**QUOTED PASSAGE**.
----------
Township in Ohio, US

Monroe Township is one of the fourteen townships of Holmes County, Ohio, United States. As of the 2020 census the population was 1,605.

Historical population
| Census | Pop. | Note | %± |
| 1990 | 1,062 |  | — |
| 2000 | 1,381 |  | 30.0% |
| 2010 | 1,573 |  | 13.9% |
| 2020 | 1,605 |  | 2.0% |
| 2024 (est.) | 1,622 |  | 1.1% |
U.S. Census:

==Geography==
Located in the west central part of the county, it borders the following townships:
- Ripley Township - north
- Prairie Township - northeast
- Hardy Township - east
- Killbuck Township - southeast
- Richland Township - southwest
- Knox Township - west

No municipalities are located in Monroe Township.

==Name and history==
It is one of twenty-two Monroe Townships statewide.
----------
**TASK LIST**.
**a)** Answer these questions from the Monroe Township text:
(i) What was the township's population in the 2020 census?
(ii) Which township borders it to the east?
(iii) How many Monroe Townships are there statewide?
**b)** Proceed with the Monroe Township text from where it stops.
These lines have no connection to the Monroe Township text.

(Saved entries)
----------
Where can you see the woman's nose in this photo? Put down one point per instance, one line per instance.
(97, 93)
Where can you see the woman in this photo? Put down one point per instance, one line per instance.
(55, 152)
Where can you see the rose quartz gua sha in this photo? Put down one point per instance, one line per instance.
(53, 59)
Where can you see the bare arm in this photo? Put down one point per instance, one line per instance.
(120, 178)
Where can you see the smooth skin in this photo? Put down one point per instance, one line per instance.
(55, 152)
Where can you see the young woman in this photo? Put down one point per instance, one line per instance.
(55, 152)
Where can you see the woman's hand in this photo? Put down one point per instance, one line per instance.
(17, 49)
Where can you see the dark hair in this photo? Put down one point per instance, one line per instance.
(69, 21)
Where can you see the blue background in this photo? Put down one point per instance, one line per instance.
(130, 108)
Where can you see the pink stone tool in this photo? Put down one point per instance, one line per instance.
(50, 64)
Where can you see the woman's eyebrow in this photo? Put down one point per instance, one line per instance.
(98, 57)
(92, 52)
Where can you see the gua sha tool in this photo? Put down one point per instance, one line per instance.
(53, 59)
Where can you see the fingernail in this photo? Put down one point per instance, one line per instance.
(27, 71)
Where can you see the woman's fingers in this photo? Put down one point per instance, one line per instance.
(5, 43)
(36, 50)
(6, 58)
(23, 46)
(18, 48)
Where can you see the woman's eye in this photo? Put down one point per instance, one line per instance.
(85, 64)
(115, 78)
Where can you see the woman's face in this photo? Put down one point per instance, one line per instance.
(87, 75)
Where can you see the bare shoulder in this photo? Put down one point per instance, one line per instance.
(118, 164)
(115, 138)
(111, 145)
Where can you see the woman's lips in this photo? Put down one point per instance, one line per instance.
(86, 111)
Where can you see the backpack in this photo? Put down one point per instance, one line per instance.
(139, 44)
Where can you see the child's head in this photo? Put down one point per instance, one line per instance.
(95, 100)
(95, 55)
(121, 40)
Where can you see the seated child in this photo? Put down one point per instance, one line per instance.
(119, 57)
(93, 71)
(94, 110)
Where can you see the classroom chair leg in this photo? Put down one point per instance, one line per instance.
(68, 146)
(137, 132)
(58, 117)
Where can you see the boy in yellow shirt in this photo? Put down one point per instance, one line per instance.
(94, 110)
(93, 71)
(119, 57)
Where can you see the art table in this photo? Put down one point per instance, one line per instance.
----------
**RESPONSES**.
**a)**
(i) 1,605
(ii) Hardy Township
(iii) Twenty-two

**b)**
==Government==
The township is governed by a three-member board of trustees, who are elected in November of odd-numbered years to a four-year term beginning on the following January 1. Two are elected in the year after the presidential election and one is elected in the year before it. There is also an elected township fiscal officer, who serves a four-year term beginning on April 1 of the year after the election, which is held in November of the year before the presidential election. Vacancies in the fiscal officership or on the board of trustees are filled by the remaining trustees.